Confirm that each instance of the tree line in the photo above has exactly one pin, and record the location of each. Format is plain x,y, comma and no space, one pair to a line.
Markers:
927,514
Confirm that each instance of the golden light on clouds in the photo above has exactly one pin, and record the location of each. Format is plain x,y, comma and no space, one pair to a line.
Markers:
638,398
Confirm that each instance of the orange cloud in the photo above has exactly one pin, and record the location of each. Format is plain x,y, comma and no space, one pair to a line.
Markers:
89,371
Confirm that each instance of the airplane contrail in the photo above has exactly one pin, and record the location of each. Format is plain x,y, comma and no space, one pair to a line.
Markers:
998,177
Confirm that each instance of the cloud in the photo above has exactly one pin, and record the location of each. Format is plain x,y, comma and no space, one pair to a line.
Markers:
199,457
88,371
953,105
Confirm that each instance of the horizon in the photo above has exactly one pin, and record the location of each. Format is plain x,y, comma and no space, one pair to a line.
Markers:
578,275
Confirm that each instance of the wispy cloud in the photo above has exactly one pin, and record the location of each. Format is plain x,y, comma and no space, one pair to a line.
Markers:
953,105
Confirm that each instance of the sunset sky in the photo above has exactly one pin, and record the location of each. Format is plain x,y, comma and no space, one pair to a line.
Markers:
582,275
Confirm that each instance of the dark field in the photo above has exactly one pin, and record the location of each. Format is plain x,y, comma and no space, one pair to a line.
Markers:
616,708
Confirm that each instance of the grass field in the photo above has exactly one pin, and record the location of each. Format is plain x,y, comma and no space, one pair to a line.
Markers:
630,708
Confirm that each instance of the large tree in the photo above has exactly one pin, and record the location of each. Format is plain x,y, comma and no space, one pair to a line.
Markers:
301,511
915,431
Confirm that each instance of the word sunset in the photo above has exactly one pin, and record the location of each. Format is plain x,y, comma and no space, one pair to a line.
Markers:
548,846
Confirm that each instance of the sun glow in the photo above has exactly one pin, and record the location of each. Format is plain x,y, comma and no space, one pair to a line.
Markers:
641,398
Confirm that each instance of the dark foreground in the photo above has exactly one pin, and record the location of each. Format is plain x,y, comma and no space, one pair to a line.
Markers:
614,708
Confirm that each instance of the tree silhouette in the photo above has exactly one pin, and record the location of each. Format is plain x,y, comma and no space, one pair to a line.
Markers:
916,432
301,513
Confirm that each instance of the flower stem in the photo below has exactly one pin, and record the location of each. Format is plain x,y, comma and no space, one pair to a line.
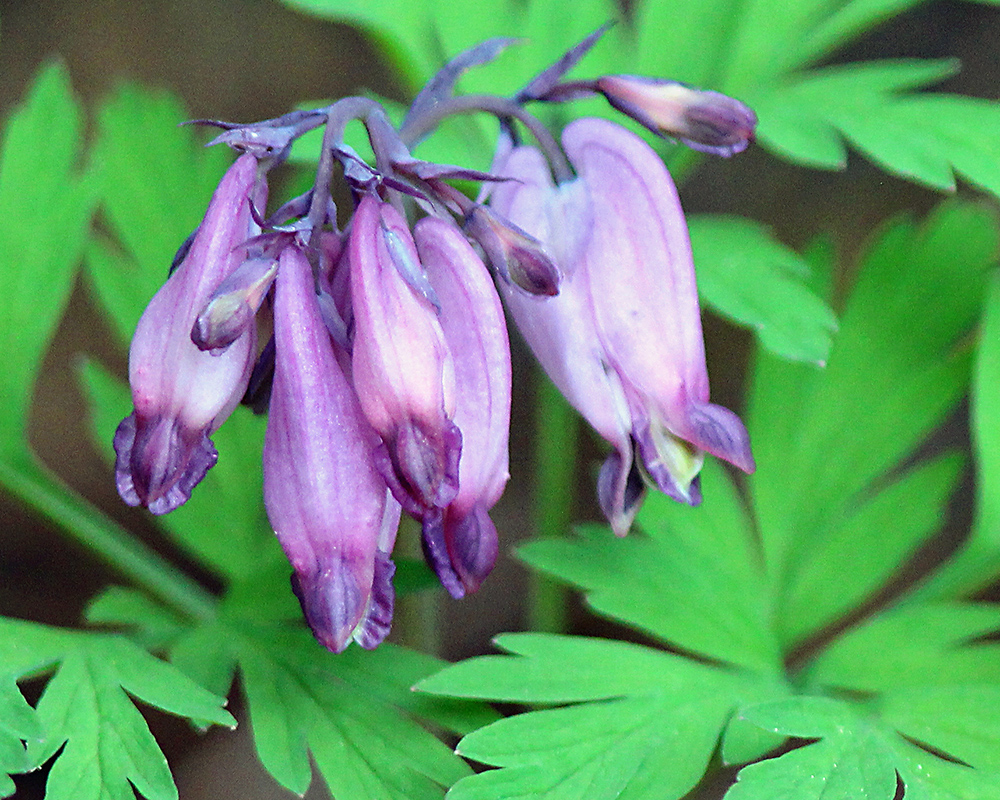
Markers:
42,491
556,436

• _The problem_:
Reproduce every line precisely as given, omitting all pictures.

• _Response below_:
Confirm that each instance of the tree line in the photo above has exactly one pin, and record the location of each. Format is plain x,y, comma and no space, one pair to a line.
Markers:
927,514
Confirm that each instance of the golden light on clouds in the photo above has exactly one pin, and record the location of each. Format is plain x,y, comma and no space, one pair to a line.
Markers:
638,398
Confirm that each instance of the orange cloud in the photo above has exactly one pin, and record the location of each. Format is plain x,y, comma and no space, one pair to a line.
Markers:
89,371
Confirm that each instance of the airplane contrail in the photo above has exactly one pin, and record the location of each. Format is plain x,y, comma and no space, one pair to a line.
Markers:
998,177
Confirm that each instance of the cloud in the photo above has exactly one pin, and record the location of each. Format is plain x,y, comma and no space, one pair to a line.
Markers:
199,457
88,371
953,105
Confirm that each instance of the horizon in the photo above has exactly one pin, and record the location of each. Format is plain x,y, comma and no space, one pair to a line.
Markers:
578,275
Confirm that each instance of the wispy cloud in the photo above has exactly one pin, and record the location of each. Format is plain x,y, comma and no space, one pair to a line.
Markers:
953,105
Confirm that each instance of the sunset sky in the photo above has exactly one pin, and record the location of each. Format is plain x,y, comma and no space, one pair to a line.
Markers:
582,275
Confirm that each instance of the dark field in the photo above has exactly one pin, and record the location of each. Format is plain x,y, comma and no space, one pair to a line.
Markers:
616,708
Confirm that each instance of the grass field in the photo above has exactly one pin, and record the location of each. Format is plain x,y, comma and no space, one pair to a line.
Markers:
630,708
Confirm that each instance of the large tree in the photo above has exactly one pin, and record the location of each. Format is plain x,y, comma and no space, one pair to a line.
Markers:
301,511
915,431
Confirm that each instance of the word sunset in the photo above has exactly one pin, and record the location of each. Format is plain x,y, comma and no space, one pair to a line.
Markers:
548,846
Confirm that each instance of the sun glow in the photo above has exactly one pin, and record the location of each. Format is plain x,y, comma and no space, one pair to a line.
Markers:
641,398
Confirm that each instance of the dark foreground in the photo above has exactly one pin, and record the location of each. Format is plain x,y, comma and no space, one pair to a line.
Markers:
614,708
Confirm that each instance of the tree silhouette in the photo above has exactly one pin, and record the location of each. Format is plain x,y, comma and no space, one pair to a line.
Markers:
916,432
301,513
Confirm that each instance of the flower stem in the photo below has exactly one pin, and record the location of each. Format is plain x,y, comma and no space, one pair to a line.
Markers:
42,491
556,436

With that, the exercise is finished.